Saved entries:

»»

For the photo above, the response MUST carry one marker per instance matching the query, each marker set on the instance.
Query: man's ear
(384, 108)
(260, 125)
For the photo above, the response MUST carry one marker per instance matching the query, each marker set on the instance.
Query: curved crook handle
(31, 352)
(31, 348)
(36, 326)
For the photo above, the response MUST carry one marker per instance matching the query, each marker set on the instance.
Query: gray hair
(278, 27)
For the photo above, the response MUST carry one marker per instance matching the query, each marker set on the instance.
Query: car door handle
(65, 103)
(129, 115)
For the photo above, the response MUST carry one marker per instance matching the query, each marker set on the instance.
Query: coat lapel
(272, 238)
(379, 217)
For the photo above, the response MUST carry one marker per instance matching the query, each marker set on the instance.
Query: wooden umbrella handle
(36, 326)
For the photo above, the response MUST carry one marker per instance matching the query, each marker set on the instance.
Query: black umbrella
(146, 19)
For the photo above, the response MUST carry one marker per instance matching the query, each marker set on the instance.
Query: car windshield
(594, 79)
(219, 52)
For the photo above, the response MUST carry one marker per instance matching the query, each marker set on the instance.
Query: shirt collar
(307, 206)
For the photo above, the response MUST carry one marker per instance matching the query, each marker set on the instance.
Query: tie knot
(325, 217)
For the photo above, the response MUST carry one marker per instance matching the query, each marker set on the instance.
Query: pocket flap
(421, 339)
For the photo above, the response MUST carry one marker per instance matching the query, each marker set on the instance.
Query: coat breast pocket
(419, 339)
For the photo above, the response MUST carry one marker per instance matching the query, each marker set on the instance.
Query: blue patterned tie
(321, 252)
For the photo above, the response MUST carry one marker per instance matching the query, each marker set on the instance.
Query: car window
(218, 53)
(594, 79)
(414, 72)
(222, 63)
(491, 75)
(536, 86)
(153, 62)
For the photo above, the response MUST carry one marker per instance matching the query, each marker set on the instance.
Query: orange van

««

Task to carry out:
Return the entries above exactly as they were written.

Reply to the task:
For the photo above, the response MUST carry one marker per instance matching the query, each marker set on the instance.
Query: man's ear
(384, 108)
(260, 125)
For the photo above, the response MUST carry one marker per instance matching the query, each marker set on the instance.
Query: curved crook handle
(31, 352)
(31, 348)
(36, 326)
For the photo above, the response MUST carry one marker per instance matching the query, each marker set on the instance.
Query: gray hair
(278, 27)
For the photo above, the response MUST carry one marker per instance matching the query, each marker set on the instance.
Query: car door handle
(65, 103)
(129, 115)
For the photo above, the response MUST carry one marker per instance matching the query, each marker set on the instance.
Query: coat lapel
(272, 238)
(379, 217)
For the photo above, the response MUST carry one marker per instance matching the query, each marker set on the instance.
Query: wooden umbrella handle
(36, 326)
For the photo above, the response MUST carry one marker per instance matching the query, each marker set on the instance.
Query: black umbrella
(146, 19)
For the photo above, the response MUST carry one marker per instance matching the query, each marker set on the instance.
Query: car windshield
(594, 79)
(219, 52)
For the photo above, the response MUST carry one marker per instance matching the query, each marker set on the instance.
Query: shirt collar
(307, 206)
For the photo above, the response MUST carry one marker per instance matching the query, each marker set on the instance.
Query: tie knot
(325, 217)
For the photo above, the response MUST carry one marker per instance matching the query, each marker set on the instance.
Query: pocket flap
(421, 339)
For the photo above, the response MUST carry one marker per instance matching the query, each marker set on the instance.
Query: coat breast pocket
(419, 339)
For the photo above, the response MUST carry one marker per instance matching the query, each marker set on the instance.
Query: blue patterned tie
(321, 252)
For the photo above, the response MUST carry one marker per instance matching the query, each marker set on the instance.
Query: car window
(218, 53)
(594, 79)
(414, 72)
(222, 63)
(491, 75)
(536, 86)
(153, 62)
For the photo above, the response MUST carry one marker per instance matching the query, each marker set on the instance.
Query: orange van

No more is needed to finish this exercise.